BRANO DEL DOCUMENTO —
“Per ora noi la chiameremo felicità”, album de Le luci della centrale elettrica – recensione
Il primo disco non era male. Una ventata di rabbiosità inserita in un contesto cantautoriale “giovane” e un po’ indie-punkettone.
Testi evasivi. Derivativi.
Intimisti e pieni di rimandi al vissuto personale del Brondi.
Ma la sensazione che avevo, ascoltandolo, dopo un po’ di volte, è stata quella dell’associazione con Manuel Agnelli degli Afterhours: sparare a pallettoni contro stormi di uccelli, sicuro che “almeno uno lo becco”.
Molta depressione.
Questo secondo lavoro non si discosta dal precedente di una virgola. Come una montagna di cianfrusaglie sulla quale abbiamo investito i nostri desideri di sparizione.
Avrebbe potuto spostarsi da sola, forse anche scomparire. Sparire per sempre. Ma è rimasta li.

ESERCIZIO SCRITTO A —
Estrai dall'elenco qui sotto tutte le righe in cui compare la parola "pelican". Tieni conto di maiuscole e minuscole.

Voci tratte da una raccolta di dati

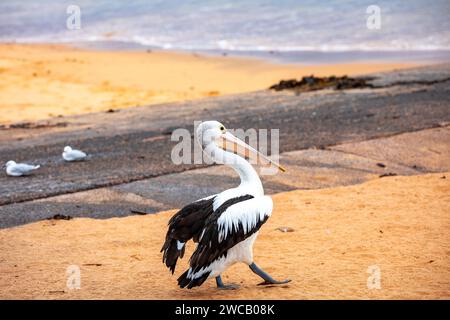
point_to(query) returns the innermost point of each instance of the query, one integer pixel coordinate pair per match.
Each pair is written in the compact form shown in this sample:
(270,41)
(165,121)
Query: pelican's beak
(230,143)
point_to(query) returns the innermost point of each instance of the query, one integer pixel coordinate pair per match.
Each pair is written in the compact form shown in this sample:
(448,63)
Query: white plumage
(19,169)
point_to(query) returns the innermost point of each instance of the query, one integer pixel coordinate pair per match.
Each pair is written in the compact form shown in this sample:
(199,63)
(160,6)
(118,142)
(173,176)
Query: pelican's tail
(173,249)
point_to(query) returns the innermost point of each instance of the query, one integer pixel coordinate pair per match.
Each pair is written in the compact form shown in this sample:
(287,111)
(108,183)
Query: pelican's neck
(249,178)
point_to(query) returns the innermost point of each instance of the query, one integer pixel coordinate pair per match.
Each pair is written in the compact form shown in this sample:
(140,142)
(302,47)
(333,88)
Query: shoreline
(40,81)
(332,261)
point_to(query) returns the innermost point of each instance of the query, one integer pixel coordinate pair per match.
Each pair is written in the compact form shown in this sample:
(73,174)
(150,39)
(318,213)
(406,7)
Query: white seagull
(19,169)
(223,225)
(70,154)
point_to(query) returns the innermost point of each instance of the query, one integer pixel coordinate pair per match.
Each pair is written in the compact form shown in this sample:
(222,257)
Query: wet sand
(397,224)
(42,81)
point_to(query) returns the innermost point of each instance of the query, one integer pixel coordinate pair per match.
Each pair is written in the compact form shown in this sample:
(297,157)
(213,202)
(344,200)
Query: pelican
(224,225)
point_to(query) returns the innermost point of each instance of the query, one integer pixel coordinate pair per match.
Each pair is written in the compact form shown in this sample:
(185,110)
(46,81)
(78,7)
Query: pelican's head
(213,134)
(10,163)
(67,149)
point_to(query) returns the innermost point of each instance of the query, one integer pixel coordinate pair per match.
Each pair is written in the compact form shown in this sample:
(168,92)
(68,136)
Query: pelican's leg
(267,278)
(222,286)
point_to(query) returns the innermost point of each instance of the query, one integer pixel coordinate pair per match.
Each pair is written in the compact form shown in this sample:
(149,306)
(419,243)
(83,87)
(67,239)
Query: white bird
(19,169)
(70,154)
(224,225)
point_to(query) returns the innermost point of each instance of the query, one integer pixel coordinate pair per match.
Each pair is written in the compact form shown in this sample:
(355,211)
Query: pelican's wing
(228,226)
(186,224)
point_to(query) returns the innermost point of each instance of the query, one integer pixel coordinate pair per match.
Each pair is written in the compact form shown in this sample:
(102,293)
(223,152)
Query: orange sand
(400,224)
(41,81)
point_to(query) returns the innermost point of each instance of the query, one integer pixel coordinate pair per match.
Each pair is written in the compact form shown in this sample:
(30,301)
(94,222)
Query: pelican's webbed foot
(222,286)
(266,277)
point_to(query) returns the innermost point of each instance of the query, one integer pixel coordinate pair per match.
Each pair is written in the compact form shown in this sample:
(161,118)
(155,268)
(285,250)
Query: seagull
(70,154)
(224,225)
(19,169)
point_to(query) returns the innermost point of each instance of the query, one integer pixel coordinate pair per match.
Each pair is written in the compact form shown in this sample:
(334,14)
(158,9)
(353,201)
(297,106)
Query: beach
(44,81)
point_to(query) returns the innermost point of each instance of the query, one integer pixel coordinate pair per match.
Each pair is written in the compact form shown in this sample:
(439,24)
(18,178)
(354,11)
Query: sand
(397,224)
(41,81)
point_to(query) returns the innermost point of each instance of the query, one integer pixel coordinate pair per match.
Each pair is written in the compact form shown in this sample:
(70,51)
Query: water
(283,30)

ESERCIZIO SCRITTO B —
Elenca tutti gli artisti e i gruppi musicali nominati nella recensione.

RISPOSTA CORRETTA A —
Query: pelican's beak
Query: pelican's tail
Query: pelican's neck
Query: pelican
Query: pelican's head
Query: pelican's leg
Query: pelican's wing
Query: pelican's webbed foot

RISPOSTA CORRETTA B —
Le luci della centrale elettrica
Brondi
Manuel Agnelli
Afterhours